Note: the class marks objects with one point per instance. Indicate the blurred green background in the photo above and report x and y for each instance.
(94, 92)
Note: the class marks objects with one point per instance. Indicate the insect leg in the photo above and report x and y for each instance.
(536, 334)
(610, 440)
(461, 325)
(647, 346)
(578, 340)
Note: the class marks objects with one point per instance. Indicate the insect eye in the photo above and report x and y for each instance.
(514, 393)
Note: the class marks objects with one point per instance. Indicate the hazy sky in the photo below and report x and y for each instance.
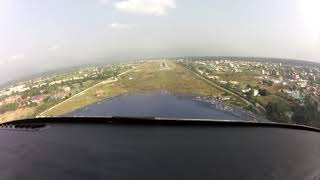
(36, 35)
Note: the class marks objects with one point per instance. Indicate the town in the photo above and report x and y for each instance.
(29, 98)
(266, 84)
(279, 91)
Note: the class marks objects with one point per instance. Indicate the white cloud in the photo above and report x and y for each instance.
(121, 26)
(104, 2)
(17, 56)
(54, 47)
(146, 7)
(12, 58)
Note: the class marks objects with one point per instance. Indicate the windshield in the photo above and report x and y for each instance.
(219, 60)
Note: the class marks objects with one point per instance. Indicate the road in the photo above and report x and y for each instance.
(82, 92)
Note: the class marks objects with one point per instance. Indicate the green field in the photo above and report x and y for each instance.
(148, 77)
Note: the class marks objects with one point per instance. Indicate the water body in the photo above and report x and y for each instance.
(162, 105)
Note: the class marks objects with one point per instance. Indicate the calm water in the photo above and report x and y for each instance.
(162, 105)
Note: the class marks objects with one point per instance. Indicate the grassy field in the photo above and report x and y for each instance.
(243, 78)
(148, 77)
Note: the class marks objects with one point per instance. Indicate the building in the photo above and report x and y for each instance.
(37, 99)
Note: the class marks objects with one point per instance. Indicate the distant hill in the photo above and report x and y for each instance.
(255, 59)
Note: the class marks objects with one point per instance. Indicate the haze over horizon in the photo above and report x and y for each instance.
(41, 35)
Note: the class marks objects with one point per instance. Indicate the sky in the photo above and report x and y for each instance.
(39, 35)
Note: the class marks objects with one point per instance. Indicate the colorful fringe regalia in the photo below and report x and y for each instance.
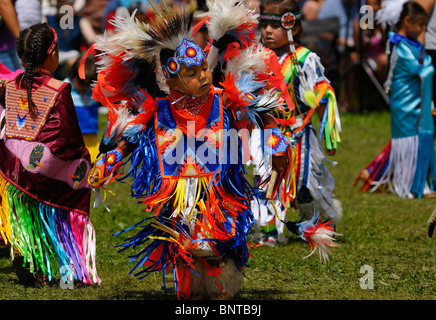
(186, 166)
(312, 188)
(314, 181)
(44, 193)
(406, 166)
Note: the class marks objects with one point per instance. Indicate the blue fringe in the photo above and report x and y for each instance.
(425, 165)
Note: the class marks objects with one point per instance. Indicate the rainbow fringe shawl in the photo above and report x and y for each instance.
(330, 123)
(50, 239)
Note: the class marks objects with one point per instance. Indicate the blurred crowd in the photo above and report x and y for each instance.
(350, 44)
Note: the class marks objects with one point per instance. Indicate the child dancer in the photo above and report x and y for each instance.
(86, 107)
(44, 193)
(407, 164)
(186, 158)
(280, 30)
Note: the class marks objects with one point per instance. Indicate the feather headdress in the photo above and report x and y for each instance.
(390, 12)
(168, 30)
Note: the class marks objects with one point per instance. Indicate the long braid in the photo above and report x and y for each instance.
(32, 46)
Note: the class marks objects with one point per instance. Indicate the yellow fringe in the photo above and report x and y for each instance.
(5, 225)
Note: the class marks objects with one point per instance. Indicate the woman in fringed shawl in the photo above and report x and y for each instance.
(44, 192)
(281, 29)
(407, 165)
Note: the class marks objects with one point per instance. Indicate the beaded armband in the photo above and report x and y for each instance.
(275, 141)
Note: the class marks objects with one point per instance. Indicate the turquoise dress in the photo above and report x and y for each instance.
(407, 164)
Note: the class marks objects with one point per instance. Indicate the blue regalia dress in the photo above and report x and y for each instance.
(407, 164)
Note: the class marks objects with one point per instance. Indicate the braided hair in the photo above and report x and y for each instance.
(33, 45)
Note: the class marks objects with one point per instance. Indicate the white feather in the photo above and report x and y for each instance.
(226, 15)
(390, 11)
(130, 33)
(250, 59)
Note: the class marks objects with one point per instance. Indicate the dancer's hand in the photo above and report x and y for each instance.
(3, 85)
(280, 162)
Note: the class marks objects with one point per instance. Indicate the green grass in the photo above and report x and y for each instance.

###

Reproduce the full listing above verbatim, with no pictures included.

→ Answer in full:
Note: the class marks objects with one point per instance. Indicate the blurred green background in the photo above and report x and y for each instance.
(94, 92)
Note: the class marks objects with one point per instance. Indicate the insect leg in the photo above and report x and y for each instance.
(536, 334)
(610, 440)
(461, 325)
(647, 346)
(578, 340)
Note: the class marks objects with one point per instance. Indicate the insect eye in the photo above and report x and y for each instance.
(514, 393)
Note: the class marks objects with one point per instance. Indicate the hazy sky in the photo below and report x and y for each instance.
(36, 35)
Note: the class marks objects with one point per instance. Indicate the town in the photo above and report x and y for each instance.
(29, 98)
(266, 84)
(279, 91)
Note: the class marks objects with one point per instance. Indicate the white cloud in the photo above and report x and y for each instance.
(121, 26)
(104, 2)
(17, 56)
(54, 47)
(146, 7)
(12, 58)
Note: the class marks objects with one point per instance. Indicate the windshield in the photo above and report x and y for each instance.
(219, 60)
Note: the class marks objects with one point per instance. Indicate the road in the photo above and report x and y for each instance.
(82, 92)
Note: the class marks objects with one point per instance. Indicate the green field in the photo above and report x and y for each instance.
(148, 77)
Note: the class marks objects with one point per instance. Indicate the water body in the photo above and report x and y for each instance.
(162, 105)
Note: the class marks objects with one point per instance. Indicate the calm water in the photo above and report x and y for each instance.
(162, 105)
Note: the class marks objects with one point per instance. Indicate the grassy field in the photo above and report x and y for each instance.
(243, 78)
(148, 77)
Note: the class marks objects with one point per instance. Indicate the building in the photo above and report x and y for each instance.
(37, 99)
Note: the class marks objects with one point per instance. Indicate the distant hill in the photo above and report x and y for each instance.
(255, 59)
Note: the class marks objects with one point per instance. Indicate the haze over horizon in the photo above and report x and y for each instance.
(41, 35)
Note: the class marks objects with one point per instance. Indicate the sky in the photo above and report x and y for each instance.
(39, 35)
Note: the class marks objects with one point per instance. Indicate the colorful fringe regalia in the photo below and report x and y for each instance.
(186, 166)
(312, 188)
(314, 181)
(44, 193)
(406, 166)
Note: the class marks objects with one point per instance. Indicate the blue fringe in the photo above and report x and y for each instance.
(425, 165)
Note: the class marks objects with one point per instance. Indicate the rainbow fringe shawl in the photo above and report x and y for each instance.
(330, 123)
(50, 239)
Note: the class marks objects with one point per instance. Indicate the blurred crowd in the photo above and report x and y for each instance.
(350, 44)
Note: the class marks objects with one point per instance. Indicate the child dancer in the photo above and report x and y for each instance.
(86, 107)
(44, 193)
(407, 164)
(186, 158)
(280, 30)
Note: the class marks objects with one point per instance. Indicate the feather headdress in the photo above and report x and y for each instance.
(390, 12)
(168, 30)
Note: the class marks objects with one point per instance. Indicate the long braid in the photo above and report x and y for each instance.
(32, 46)
Note: the class marks objects with one point per instance. Indicate the yellow fringe in the photo above and report x and y for each instance.
(5, 225)
Note: the class marks objects with one point per instance. Indicate the woman in fringed shawl in the photo above and report x and y for each instance.
(44, 192)
(281, 29)
(407, 165)
Note: the class marks objects with one point per instance. Indicate the beaded armband in the photo above and report x and y for each instance.
(275, 141)
Note: the class marks objects with one point per instance. Indicate the turquoise dress in the photo above and report x and y for each instance.
(407, 164)
Note: the class marks objects with one point per instance. Indicate the blue regalia dress in the photo above and report x and y for each instance.
(407, 164)
Note: the class marks objects with one point per instance. Indicate the braided hair in the photo above and report x and y for each instance.
(33, 45)
Note: the class marks objects with one point per instance. Indicate the white feather in the photo above and report x and y for each instance.
(226, 15)
(390, 11)
(130, 33)
(250, 59)
Note: the class marks objects with one point per instance. Indicate the dancer's hand in the photo above and report x and y for each instance.
(3, 85)
(280, 162)
Note: the class marks objects with one point per instance. Indicate the green grass in the photo above and report x and y for each instance.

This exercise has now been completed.